WHAT YOU SHOULD DO |
Filter the records, keeping every line that has the string "university".

EXCERPTED RECORDS |

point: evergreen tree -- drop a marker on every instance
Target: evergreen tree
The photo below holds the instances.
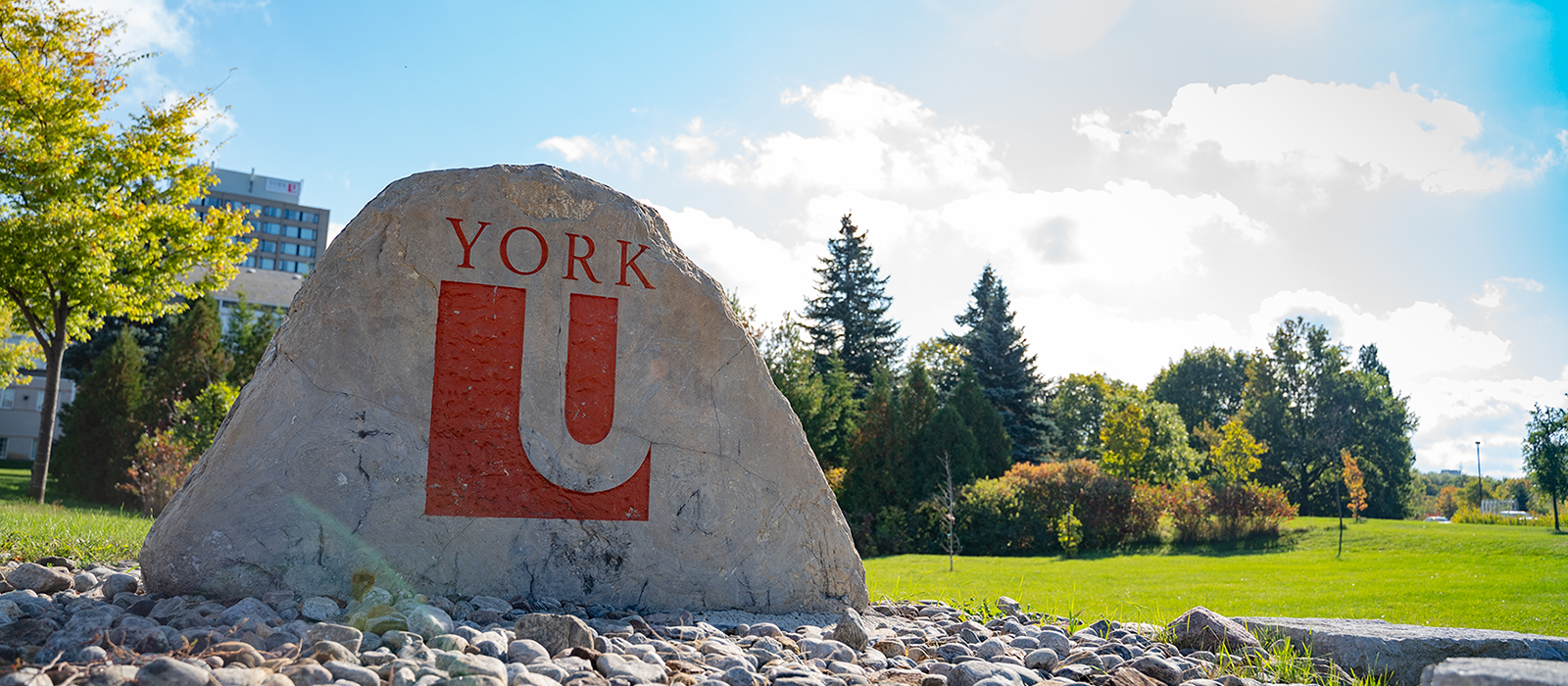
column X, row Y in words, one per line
column 247, row 339
column 192, row 361
column 851, row 311
column 982, row 418
column 880, row 452
column 1004, row 367
column 101, row 426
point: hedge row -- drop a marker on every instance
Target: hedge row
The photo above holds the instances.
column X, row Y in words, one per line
column 1051, row 508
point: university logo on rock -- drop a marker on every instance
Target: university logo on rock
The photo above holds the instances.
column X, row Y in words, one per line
column 477, row 464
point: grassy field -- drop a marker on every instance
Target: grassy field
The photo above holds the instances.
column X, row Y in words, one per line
column 67, row 528
column 1410, row 572
column 1407, row 572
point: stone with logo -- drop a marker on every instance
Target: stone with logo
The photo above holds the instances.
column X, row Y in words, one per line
column 510, row 381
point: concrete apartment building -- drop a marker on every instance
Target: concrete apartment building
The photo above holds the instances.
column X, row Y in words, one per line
column 289, row 238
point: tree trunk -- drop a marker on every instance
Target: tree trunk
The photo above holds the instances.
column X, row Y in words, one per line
column 54, row 356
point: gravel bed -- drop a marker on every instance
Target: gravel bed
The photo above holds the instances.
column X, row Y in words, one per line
column 65, row 625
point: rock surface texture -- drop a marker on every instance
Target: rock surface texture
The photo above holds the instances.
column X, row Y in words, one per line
column 512, row 381
column 1368, row 646
column 1496, row 672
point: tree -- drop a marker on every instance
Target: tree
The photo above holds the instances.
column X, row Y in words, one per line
column 1306, row 405
column 248, row 335
column 1125, row 440
column 1078, row 405
column 851, row 312
column 823, row 401
column 192, row 361
column 102, row 423
column 985, row 421
column 1206, row 384
column 93, row 214
column 1004, row 367
column 1235, row 458
column 1546, row 455
column 1355, row 481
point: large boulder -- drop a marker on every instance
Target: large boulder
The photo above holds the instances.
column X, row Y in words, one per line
column 1494, row 672
column 1371, row 646
column 510, row 381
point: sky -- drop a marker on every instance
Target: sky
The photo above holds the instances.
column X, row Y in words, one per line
column 1147, row 177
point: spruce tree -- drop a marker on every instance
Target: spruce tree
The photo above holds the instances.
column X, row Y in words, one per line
column 992, row 442
column 851, row 312
column 1004, row 367
column 101, row 424
column 250, row 331
column 193, row 359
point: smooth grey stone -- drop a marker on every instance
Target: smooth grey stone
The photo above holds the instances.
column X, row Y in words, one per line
column 353, row 672
column 172, row 672
column 460, row 664
column 1368, row 646
column 1494, row 672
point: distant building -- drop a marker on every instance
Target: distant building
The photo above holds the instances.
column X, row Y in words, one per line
column 289, row 237
column 21, row 408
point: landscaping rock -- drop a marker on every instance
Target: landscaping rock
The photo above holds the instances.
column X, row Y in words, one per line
column 38, row 578
column 658, row 468
column 1494, row 672
column 554, row 631
column 1203, row 628
column 1368, row 646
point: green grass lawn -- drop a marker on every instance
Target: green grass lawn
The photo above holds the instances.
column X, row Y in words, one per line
column 1407, row 572
column 65, row 528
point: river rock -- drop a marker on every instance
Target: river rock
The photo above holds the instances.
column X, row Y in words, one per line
column 1203, row 628
column 604, row 431
column 38, row 578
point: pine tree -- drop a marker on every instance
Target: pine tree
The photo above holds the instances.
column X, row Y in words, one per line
column 250, row 331
column 101, row 424
column 193, row 359
column 851, row 311
column 992, row 440
column 1004, row 367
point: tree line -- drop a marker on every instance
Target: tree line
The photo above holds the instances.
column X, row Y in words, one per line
column 151, row 400
column 1298, row 416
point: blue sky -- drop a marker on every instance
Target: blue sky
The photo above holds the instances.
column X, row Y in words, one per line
column 1145, row 175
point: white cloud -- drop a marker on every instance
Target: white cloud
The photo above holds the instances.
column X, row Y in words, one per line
column 1129, row 230
column 1494, row 290
column 1415, row 342
column 1325, row 130
column 149, row 25
column 877, row 140
column 762, row 271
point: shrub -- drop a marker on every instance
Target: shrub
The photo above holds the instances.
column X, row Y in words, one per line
column 1189, row 508
column 157, row 470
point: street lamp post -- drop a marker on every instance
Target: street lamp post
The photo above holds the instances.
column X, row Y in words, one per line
column 1479, row 492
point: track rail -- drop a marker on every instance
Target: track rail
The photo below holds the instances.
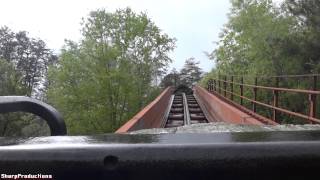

OUTPUT BELOW |
point: university logo on rock -- drop a marker on every instance
Target: university logo on rock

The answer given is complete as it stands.